REQUEST | In the records below, convert only the stretch from the line containing "the white breast" through the end of the records into a JSON list of strings, one string per line, omitting blank lines.

(Pointing dataset records)
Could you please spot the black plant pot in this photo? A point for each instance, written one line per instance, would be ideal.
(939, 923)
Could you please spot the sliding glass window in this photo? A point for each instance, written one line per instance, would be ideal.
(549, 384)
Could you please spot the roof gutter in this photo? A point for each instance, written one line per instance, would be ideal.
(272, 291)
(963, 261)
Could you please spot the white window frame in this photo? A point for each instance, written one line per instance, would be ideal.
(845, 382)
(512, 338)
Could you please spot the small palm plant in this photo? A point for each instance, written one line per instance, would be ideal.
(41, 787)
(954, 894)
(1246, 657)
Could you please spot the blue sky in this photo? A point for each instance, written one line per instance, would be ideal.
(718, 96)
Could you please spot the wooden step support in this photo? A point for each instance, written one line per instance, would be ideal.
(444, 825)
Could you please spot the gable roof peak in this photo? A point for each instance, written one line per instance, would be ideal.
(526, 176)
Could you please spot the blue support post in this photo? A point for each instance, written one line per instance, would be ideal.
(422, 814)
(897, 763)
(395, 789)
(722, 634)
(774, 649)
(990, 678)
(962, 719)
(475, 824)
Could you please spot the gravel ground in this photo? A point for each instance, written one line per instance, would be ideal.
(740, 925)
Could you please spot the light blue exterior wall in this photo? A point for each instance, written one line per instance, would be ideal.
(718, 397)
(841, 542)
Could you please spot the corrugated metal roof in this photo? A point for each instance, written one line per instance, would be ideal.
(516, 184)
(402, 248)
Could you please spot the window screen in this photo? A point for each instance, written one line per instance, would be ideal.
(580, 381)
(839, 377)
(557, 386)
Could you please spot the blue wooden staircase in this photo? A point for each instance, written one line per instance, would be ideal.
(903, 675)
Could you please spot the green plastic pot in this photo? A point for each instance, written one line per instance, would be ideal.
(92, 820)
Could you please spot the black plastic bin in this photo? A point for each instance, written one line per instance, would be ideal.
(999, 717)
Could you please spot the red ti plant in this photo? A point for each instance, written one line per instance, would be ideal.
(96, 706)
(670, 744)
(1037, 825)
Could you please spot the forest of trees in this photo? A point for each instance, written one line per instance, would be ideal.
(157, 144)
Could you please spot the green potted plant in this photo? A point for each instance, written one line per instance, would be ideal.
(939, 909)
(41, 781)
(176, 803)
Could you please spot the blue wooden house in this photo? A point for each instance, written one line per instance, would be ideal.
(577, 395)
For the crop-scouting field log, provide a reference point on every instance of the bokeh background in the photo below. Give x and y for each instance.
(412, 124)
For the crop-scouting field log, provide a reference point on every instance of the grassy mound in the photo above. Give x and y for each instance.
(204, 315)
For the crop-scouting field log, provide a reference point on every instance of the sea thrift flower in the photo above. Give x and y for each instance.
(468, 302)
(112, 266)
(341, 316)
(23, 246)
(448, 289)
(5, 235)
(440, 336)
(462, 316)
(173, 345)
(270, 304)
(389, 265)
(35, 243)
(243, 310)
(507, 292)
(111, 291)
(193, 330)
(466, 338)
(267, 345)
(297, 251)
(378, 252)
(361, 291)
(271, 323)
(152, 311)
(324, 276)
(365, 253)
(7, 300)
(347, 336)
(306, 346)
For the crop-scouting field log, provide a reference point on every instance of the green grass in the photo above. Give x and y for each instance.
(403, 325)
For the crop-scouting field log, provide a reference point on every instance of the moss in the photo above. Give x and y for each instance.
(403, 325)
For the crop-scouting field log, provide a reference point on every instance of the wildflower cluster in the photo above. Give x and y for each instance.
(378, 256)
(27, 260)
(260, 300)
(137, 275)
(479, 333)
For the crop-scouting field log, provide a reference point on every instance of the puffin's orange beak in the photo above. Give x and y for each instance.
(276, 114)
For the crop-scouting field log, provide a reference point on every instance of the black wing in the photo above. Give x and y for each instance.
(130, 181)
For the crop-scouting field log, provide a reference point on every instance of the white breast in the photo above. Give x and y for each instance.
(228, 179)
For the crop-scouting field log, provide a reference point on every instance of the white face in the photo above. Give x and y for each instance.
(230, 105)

ANSWER |
[
  "For the crop-scouting field log, provide a reference point on every instance of the white breast in the photo above. Give x and y for each instance.",
  "(228, 179)",
  "For the crop-scouting field log, provide a reference point on every instance of the white face in the photo above. Give x and y for each instance.",
  "(230, 105)"
]